[Task directions]: The output should be limited to the line holding "positive clicks: (363, 111)" and the lines after it through the end of the entries, each restated exactly.
====================
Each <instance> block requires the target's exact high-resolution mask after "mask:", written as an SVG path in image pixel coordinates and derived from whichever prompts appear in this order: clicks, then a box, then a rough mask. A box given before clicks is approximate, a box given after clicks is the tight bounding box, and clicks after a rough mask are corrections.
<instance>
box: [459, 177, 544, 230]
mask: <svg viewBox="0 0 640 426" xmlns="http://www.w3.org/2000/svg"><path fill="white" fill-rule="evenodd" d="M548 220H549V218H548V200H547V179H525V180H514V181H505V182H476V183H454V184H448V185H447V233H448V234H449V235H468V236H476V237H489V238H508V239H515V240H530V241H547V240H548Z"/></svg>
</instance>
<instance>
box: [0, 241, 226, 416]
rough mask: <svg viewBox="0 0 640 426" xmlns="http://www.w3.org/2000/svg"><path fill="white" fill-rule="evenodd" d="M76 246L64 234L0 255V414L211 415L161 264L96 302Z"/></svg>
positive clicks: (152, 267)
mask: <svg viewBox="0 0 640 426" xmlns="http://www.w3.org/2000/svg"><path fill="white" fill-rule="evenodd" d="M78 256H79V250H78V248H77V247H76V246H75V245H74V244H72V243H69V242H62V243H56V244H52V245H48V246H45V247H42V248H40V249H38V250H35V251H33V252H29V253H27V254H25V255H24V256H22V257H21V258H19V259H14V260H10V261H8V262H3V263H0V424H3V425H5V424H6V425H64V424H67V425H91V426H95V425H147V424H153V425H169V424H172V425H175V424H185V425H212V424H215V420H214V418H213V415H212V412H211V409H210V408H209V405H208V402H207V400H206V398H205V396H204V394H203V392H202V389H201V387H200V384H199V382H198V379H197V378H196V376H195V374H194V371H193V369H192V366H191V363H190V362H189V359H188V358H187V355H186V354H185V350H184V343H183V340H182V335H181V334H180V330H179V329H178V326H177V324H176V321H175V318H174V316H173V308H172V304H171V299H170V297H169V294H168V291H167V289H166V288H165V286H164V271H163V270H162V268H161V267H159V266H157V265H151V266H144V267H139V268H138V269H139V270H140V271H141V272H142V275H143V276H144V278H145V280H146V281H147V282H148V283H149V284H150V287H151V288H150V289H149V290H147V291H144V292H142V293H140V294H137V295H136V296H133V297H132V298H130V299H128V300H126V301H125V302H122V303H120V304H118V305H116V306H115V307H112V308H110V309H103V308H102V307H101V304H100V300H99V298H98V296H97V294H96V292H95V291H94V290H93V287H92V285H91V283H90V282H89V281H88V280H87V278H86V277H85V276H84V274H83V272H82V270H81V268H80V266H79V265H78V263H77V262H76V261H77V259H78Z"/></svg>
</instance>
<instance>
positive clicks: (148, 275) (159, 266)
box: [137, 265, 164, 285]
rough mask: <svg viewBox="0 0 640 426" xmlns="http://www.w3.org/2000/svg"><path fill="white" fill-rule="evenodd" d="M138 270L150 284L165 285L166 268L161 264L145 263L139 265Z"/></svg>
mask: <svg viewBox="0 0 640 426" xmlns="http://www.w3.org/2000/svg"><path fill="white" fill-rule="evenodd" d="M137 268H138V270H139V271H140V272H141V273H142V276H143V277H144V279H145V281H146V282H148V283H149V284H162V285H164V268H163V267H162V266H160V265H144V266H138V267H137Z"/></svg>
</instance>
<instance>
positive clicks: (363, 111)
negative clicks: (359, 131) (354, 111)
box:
====================
[Task output]:
positive clicks: (363, 111)
negative clicks: (359, 131) (354, 111)
box:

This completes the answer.